## Testo estratto
- - - -

È in questi frangenti che viene fuori il meglio di Napoleone: persona onesta e profondamente corretta che pur capendo certe situazioni non viene mai a compromessi. Il suo comportamento sarà vincente e avrà dalla sua altri napoletani: coraggiosi ed onesti, suore che rubano ma capirete il perché e persone che indossano panni che non gli appartengono, e anche di questo capirete il perché.
 Popò si muoverà su due indagini, sempre destreggiandosi nella sua Napoli. Nel 30° capitolo ne farà un inno emozionante dal quale traspare tutto il suo amore per Napoli. Scrive l’autore: Il Parco della Rimenbranza, detto anche Parco Virgiliano. Di giorno era metà di turisti. Un promontorio boschivo che all’improvviso, si affacciava sull’impossibilità. Poeti, scrittori e viaggiatori di tutti i tempi avevano tentato inutilmente di descrivere ciò che provavano quando lo sguardo volgeva a sinistra sul Golfo di Napoli, Mergellina, il Castel dell’Ovo, Castel S. Elmo, Capri e la Penisola sorrentina e di fronte e sulla destra Capo Miseno, Procida ed Ischia…
 È sensibile il nostro Popò, ma nei momenti cruciali tira fuori una bella grinta, e noi facciamo il tifo per lui.

- - - -

## Dati salvati
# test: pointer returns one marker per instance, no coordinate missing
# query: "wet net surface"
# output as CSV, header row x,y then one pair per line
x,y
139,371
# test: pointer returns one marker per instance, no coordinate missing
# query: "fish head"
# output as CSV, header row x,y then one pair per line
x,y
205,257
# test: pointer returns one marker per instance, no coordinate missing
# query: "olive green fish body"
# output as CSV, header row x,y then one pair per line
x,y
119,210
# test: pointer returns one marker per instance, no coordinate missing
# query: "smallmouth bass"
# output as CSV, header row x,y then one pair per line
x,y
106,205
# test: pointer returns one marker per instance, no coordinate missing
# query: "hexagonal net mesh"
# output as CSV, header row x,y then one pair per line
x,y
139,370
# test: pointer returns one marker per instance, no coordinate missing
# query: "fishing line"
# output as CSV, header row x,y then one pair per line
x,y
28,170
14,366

- - - -

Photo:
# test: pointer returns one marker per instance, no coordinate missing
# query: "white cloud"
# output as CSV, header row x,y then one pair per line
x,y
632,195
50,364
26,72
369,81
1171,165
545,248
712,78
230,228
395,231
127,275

- - - -

## Obiettivo 1
Copia dall'estratto il passo che va da "È in questi" fino a "capirete il perché.".
## Obiettivo 2
Secondo l'estratto, su quante indagini si muoverà Popò?
I dati sono materiale a parte, distinto dall'estratto.

## Risultato 1
È in questi frangenti che viene fuori il meglio di Napoleone: persona onesta e profondamente corretta che pur capendo certe situazioni non viene mai a compromessi. Il suo comportamento sarà vincente e avrà dalla sua altri napoletani: coraggiosi ed onesti, suore che rubano ma capirete il perché e persone che indossano panni che non gli appartengono, e anche di questo capirete il perché.

## Risultato 2
Su due indagini.